*Aufgabenstellung*: Gib den Abschnitt von der Zeile mit „pick out the helmet visor, placing“ bis zum Ende der Einträge erneut aus und benenne dabei „utility pole“ in „telephone pole“ um; alles Übrige bleibt unverändert.
____
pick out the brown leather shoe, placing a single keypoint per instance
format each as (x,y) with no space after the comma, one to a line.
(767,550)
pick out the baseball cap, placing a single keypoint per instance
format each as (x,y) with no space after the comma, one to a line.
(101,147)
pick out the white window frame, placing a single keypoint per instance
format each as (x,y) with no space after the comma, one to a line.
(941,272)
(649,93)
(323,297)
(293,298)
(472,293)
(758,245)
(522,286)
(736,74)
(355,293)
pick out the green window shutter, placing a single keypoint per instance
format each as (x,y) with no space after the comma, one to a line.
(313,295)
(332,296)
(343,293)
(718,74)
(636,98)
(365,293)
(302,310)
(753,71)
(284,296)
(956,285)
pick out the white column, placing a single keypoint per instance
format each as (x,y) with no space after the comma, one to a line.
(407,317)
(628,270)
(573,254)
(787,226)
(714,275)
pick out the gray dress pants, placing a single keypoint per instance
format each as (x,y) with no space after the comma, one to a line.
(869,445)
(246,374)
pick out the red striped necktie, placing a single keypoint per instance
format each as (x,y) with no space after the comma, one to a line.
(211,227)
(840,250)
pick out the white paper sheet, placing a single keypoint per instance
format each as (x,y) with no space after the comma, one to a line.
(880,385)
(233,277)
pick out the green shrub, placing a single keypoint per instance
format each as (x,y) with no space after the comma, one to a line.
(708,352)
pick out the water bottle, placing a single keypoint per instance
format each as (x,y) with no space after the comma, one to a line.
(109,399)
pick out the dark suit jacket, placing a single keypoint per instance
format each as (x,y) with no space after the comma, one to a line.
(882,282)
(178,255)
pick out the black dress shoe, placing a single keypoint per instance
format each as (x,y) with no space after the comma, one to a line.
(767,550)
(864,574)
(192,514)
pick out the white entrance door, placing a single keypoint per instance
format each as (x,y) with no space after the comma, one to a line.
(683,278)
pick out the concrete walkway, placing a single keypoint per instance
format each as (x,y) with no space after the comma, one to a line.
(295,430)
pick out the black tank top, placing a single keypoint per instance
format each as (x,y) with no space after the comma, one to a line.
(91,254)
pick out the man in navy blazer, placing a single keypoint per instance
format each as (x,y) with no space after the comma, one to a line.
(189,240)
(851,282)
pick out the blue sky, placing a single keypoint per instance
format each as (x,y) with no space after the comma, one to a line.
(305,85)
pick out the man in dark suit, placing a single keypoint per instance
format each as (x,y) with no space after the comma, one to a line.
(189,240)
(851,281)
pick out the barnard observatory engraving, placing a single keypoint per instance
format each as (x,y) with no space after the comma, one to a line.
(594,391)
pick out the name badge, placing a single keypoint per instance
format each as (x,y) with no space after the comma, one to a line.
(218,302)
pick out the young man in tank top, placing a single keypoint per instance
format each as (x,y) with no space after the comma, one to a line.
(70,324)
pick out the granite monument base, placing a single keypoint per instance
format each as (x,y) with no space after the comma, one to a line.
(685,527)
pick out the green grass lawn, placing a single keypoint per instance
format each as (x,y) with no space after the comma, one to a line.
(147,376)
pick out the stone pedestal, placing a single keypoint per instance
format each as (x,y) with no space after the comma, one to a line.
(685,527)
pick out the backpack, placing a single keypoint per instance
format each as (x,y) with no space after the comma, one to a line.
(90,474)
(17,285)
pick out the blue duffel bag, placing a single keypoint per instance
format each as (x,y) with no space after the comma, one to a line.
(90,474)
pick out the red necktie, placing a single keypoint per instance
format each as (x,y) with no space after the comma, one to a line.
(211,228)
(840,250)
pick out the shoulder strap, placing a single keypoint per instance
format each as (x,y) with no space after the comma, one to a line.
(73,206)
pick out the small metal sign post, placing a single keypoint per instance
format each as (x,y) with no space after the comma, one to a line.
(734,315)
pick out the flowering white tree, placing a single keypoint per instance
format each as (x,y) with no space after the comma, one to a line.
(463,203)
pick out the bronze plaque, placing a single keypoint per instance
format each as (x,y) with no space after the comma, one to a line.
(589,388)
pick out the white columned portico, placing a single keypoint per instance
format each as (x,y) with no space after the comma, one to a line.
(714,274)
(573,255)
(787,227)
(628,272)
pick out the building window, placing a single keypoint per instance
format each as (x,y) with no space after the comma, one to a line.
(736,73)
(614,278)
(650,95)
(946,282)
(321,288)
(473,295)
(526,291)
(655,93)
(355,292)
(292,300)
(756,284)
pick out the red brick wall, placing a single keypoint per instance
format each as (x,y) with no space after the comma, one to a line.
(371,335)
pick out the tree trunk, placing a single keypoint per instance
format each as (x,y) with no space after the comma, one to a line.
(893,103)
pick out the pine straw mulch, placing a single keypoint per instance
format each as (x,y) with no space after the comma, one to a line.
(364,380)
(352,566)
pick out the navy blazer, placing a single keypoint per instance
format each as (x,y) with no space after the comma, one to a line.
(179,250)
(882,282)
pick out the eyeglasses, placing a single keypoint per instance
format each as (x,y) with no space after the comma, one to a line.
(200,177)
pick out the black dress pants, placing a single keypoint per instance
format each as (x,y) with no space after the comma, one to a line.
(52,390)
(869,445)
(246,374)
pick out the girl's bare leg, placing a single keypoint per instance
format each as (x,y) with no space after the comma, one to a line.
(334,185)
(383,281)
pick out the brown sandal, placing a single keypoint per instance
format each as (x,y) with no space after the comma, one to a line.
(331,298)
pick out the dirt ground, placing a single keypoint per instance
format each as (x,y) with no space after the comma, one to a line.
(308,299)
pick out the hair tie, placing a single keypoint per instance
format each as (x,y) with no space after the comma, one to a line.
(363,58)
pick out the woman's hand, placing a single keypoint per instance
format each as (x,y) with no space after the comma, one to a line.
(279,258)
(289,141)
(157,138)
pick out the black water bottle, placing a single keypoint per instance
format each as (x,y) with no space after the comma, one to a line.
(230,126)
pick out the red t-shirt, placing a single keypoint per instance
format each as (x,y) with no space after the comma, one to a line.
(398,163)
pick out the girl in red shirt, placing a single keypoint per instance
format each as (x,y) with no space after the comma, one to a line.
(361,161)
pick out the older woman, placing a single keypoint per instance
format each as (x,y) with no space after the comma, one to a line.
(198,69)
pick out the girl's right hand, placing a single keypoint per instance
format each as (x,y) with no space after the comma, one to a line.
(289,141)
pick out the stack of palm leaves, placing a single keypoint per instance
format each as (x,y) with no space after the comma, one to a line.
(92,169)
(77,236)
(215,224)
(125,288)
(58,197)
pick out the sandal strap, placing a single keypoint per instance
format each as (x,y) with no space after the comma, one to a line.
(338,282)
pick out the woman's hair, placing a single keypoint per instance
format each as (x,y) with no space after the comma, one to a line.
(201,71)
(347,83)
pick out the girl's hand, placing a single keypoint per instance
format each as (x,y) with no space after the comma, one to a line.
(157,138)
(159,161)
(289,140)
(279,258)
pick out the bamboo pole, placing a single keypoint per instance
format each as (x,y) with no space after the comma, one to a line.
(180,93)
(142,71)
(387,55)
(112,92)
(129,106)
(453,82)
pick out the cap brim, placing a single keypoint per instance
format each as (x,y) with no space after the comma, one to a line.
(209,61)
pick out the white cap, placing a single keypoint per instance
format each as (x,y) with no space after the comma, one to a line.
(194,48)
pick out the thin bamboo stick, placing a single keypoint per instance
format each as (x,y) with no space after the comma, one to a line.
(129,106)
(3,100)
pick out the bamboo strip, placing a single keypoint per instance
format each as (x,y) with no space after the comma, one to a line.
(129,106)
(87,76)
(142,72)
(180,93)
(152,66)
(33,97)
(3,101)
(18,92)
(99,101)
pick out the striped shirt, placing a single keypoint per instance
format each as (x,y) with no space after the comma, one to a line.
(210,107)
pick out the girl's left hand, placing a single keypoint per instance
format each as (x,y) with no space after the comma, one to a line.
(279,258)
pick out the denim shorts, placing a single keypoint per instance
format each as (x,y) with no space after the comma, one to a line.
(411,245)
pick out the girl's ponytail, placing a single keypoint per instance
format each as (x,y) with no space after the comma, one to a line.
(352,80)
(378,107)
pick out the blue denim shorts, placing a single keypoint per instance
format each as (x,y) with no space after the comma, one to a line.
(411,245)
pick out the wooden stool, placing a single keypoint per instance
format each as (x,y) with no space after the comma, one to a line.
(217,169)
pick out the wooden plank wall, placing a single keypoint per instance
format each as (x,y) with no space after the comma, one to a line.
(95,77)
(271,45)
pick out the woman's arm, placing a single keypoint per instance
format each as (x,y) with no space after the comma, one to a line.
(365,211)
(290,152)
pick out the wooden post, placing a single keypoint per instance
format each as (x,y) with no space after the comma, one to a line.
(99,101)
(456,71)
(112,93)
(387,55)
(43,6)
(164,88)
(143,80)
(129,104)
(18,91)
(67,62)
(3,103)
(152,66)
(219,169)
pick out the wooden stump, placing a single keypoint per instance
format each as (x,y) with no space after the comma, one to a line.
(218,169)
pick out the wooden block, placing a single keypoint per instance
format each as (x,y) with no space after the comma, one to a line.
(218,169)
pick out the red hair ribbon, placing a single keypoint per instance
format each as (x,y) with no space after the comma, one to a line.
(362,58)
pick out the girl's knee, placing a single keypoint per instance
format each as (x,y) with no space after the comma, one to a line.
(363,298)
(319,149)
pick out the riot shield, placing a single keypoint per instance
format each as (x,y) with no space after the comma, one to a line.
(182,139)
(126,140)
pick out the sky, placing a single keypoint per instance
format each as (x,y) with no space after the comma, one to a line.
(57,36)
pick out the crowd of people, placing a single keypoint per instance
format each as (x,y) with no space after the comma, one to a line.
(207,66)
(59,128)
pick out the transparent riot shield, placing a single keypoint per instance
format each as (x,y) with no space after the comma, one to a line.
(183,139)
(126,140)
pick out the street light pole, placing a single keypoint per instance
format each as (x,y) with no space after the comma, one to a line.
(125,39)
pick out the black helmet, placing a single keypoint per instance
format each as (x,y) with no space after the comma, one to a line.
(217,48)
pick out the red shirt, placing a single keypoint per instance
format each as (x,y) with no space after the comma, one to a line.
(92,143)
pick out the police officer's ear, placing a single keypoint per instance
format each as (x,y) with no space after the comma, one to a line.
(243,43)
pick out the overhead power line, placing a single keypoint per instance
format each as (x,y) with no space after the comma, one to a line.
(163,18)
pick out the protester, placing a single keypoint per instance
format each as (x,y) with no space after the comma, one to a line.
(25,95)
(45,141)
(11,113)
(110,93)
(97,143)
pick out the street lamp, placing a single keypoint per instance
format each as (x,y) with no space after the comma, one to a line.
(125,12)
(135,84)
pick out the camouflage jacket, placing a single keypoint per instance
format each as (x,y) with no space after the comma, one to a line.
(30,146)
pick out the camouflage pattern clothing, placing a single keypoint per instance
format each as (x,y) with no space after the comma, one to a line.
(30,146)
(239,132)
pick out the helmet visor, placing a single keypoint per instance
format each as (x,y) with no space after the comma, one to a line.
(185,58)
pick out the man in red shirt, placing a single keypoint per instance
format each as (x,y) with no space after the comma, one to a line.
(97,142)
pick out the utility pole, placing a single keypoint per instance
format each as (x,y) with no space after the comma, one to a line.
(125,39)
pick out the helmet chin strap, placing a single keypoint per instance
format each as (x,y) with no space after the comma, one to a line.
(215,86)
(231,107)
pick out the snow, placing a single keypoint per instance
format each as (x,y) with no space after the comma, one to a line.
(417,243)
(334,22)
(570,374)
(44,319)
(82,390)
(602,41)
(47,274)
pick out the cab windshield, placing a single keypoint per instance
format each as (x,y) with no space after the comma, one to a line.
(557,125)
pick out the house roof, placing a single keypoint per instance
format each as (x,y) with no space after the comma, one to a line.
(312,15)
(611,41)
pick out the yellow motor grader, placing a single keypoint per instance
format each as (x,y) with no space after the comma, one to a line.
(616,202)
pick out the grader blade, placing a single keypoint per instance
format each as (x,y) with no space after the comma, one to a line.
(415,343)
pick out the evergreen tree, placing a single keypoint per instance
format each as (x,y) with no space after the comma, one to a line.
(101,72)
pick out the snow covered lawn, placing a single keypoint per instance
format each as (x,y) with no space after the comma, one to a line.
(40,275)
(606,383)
____
*Ergebnis*:
pick out the helmet visor, placing a single keypoint per instance
format each as (x,y) with no space after the comma, one to a line.
(185,58)
pick out the man in red shirt, placing a single keypoint per instance
format each as (x,y) with no space after the comma, one to a line.
(97,142)
pick out the telephone pole, placing a single keypoint per instance
format each as (x,y) with no space after the comma, one to a line.
(125,39)
pick out the helmet chin strap, placing a single keypoint per instance
format each as (x,y) with no space after the comma, one to a line.
(215,86)
(231,107)
pick out the snow, placing a single keypoint per instance
format each as (x,y) with no space after the comma, one to a line.
(417,243)
(334,22)
(570,374)
(44,319)
(82,390)
(602,41)
(47,274)
pick out the cab windshield, placing a single keypoint per instance
format each as (x,y) with no space after the comma, one to a line.
(557,125)
pick out the house roof, placing a single keypoint per instance
format each as (x,y) with no space after the comma, one to a line.
(312,15)
(611,41)
pick out the yellow motor grader, placing a single keypoint per instance
format each as (x,y) with no space after the comma, one to a line.
(616,202)
pick out the grader blade, placing a single keypoint per instance
format each as (x,y) with no space after the comma, one to a line.
(415,343)
pick out the evergreen tree, placing a single keypoint per instance
format each as (x,y) with no space after the comma, one to a line.
(101,72)
pick out the snow covered lawn, placing a single keypoint per instance
format each as (x,y) with no space after the comma, one to a line.
(40,275)
(606,383)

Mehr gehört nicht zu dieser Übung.